-- begin PASSAGE --

I was just wondering, for those of you people that had the I9000M Internal SD fail can you answer the following (approximately):
how many apps did you have installed?
how much of the internal SD was used?
I'm just trying to figure out why they're dying. I have one myself and I'm not exactly using it to its full capacity. I was wondering if people that used their Internal SD more heavily were the ones that were have problems.
nemethb said:
I was just wondering, for those of you people that had the I9000M Internal SD fail can you answer the following (approximately):
how many apps did you have installed?
how much of the internal SD was used?
I'm just trying to figure out why they're dying. I have one myself and I'm not exactly using it to its full capacity. I was wondering if people that used their Internal SD more heavily were the ones that were have problems.
Click to expand...
Click to collapse
I was using about 4.5 GB on mine with about 110+ apps. I don't think it has anything to do with the amount being used though. More with the flashing of a Froyo firmware, specifically, doing a factory wipe in Recovery Mode of a Froyo ROM. I was able to flash a Froyo ROM successfully and have it boot up properly once before I decided to do a wipe and pretty much screwed up my internal SD.

-- end PASSAGE --
-- begin GIVEN DATA --

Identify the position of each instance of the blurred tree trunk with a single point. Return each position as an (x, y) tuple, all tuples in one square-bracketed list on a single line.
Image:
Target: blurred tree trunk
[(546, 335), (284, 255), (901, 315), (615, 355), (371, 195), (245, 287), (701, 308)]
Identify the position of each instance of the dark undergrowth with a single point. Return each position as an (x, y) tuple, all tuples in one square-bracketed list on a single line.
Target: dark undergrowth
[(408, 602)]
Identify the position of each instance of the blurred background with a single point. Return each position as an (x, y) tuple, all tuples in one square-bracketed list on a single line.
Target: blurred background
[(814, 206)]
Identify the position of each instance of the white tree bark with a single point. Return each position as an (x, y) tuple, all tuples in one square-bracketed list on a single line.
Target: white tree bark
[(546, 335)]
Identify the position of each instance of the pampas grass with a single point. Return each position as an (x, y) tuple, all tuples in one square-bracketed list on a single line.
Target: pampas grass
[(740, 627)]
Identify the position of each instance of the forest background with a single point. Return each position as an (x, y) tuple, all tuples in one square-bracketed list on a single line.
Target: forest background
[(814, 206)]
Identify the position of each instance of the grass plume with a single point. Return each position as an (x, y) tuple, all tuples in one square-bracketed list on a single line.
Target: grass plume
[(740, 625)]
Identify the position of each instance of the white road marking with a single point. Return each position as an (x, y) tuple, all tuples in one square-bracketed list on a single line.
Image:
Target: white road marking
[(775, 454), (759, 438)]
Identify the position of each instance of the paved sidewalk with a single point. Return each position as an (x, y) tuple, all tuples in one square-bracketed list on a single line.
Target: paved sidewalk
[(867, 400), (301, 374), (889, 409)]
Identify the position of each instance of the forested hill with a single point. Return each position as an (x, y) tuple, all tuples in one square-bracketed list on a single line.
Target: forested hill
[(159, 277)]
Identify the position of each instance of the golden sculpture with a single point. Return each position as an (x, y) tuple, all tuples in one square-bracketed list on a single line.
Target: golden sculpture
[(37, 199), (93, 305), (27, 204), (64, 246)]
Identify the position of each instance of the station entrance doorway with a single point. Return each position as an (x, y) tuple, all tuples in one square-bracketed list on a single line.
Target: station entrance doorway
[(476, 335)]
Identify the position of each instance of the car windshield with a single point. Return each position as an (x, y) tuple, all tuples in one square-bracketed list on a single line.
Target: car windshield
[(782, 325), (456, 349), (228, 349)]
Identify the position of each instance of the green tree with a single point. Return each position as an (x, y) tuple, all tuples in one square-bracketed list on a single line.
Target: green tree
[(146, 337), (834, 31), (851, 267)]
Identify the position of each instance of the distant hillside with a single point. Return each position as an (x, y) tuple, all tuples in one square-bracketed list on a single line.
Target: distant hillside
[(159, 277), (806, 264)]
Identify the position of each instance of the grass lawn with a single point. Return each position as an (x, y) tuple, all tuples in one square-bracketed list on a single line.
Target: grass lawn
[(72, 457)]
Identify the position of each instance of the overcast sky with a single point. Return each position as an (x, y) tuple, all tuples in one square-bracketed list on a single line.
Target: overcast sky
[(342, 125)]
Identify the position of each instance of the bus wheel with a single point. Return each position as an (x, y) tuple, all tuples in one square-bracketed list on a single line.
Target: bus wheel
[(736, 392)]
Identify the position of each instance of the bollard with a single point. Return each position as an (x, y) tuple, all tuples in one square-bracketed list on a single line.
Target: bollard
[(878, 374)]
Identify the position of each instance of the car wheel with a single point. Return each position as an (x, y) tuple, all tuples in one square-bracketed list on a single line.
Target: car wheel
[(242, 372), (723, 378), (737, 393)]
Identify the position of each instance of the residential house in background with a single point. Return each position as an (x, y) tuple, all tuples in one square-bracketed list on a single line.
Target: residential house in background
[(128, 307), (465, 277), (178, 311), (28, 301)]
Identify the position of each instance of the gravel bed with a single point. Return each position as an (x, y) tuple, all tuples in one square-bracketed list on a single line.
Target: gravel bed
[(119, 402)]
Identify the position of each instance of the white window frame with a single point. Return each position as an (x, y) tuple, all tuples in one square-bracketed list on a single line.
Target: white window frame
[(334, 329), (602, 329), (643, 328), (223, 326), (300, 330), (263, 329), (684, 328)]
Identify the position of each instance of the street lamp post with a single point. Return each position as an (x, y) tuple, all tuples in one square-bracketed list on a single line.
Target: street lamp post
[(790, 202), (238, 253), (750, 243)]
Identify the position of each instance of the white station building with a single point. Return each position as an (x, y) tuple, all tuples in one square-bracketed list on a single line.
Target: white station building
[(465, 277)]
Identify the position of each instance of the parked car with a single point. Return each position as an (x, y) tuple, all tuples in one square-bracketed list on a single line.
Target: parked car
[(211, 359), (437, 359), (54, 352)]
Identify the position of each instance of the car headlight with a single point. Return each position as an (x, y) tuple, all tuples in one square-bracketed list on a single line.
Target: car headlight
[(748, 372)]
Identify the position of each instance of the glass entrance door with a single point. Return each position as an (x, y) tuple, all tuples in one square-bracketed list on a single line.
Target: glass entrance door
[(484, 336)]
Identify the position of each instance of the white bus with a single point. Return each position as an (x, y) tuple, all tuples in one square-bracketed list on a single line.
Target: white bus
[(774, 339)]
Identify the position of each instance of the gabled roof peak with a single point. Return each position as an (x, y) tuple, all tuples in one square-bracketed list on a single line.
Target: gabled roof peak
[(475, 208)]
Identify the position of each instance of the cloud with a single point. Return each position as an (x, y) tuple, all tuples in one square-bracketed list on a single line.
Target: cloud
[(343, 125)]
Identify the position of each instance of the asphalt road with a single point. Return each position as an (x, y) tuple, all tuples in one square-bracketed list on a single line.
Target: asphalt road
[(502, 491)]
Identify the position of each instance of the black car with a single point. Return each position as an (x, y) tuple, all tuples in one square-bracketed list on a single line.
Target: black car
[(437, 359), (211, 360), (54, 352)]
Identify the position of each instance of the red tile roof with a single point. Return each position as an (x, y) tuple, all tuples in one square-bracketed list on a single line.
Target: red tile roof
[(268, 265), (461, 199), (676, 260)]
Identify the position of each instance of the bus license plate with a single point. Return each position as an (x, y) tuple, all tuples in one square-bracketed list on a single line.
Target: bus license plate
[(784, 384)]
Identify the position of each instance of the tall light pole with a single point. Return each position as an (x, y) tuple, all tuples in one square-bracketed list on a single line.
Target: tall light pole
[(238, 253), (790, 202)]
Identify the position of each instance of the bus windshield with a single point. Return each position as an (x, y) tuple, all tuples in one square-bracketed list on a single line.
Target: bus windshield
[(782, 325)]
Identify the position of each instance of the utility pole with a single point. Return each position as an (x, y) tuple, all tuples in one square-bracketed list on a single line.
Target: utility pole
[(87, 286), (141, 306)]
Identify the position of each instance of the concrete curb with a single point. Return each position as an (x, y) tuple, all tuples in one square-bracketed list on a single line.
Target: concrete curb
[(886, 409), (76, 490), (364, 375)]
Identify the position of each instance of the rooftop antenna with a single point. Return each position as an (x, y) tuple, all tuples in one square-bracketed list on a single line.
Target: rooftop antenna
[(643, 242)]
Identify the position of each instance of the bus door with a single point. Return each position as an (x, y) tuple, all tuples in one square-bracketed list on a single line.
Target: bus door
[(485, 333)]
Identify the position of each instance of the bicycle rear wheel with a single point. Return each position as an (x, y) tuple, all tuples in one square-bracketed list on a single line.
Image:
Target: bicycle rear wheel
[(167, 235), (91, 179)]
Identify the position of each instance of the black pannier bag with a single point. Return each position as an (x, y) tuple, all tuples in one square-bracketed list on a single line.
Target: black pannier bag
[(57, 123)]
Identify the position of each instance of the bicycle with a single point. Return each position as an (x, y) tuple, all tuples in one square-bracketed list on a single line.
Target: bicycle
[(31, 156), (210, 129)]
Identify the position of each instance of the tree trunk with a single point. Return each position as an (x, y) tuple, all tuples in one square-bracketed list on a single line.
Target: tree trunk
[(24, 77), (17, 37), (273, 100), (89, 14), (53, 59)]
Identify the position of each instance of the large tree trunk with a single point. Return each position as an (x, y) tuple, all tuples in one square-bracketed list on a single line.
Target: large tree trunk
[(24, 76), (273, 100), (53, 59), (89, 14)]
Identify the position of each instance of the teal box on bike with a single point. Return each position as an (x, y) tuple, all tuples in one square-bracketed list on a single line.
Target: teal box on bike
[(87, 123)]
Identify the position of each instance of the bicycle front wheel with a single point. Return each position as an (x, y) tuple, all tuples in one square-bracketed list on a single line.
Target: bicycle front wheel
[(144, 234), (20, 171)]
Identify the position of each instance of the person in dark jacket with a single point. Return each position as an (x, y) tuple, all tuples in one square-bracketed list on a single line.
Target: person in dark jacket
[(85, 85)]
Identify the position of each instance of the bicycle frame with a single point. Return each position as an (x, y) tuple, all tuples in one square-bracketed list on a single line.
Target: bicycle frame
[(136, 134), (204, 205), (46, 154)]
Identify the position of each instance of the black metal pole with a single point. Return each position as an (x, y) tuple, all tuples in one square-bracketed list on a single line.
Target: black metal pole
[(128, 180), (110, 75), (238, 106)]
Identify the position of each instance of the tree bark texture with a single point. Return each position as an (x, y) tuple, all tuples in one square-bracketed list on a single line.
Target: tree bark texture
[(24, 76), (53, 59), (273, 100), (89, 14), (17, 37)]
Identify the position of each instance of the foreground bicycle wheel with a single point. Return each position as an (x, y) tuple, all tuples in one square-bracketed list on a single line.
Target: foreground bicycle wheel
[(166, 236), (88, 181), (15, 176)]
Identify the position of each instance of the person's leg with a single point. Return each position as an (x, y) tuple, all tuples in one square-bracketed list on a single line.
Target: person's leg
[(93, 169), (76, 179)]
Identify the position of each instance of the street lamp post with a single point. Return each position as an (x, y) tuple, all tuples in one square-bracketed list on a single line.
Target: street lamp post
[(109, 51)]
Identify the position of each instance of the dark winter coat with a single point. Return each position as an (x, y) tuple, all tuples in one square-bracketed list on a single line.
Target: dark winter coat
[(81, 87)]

-- end GIVEN DATA --

● TASK A
Summarize the forum thread in two sentences.
● TASK B
Rewrite the part of the forum thread that begins at the words "Click to expand..." and stops after "my internal SD.", using "full reset" in place of "factory wipe".
The data that comes after the forum thread is separate material.

● TASK SOLUTION A
A user asks owners whose I9000M internal SD failed how many apps they had installed and how much of the internal SD they had used, wondering whether heavier use explains the failures. One reply reports about 4.5 GB used with 110+ apps but links the failure instead to flashing Froyo firmware, specifically a factory wipe in Recovery Mode of a Froyo ROM.

● TASK SOLUTION B
Click to expand...
Click to collapse
I was using about 4.5 GB on mine with about 110+ apps. I don't think it has anything to do with the amount being used though. More with the flashing of a Froyo firmware, specifically, doing a full reset in Recovery Mode of a Froyo ROM. I was able to flash a Froyo ROM successfully and have it boot up properly once before I decided to do a wipe and pretty much screwed up my internal SD.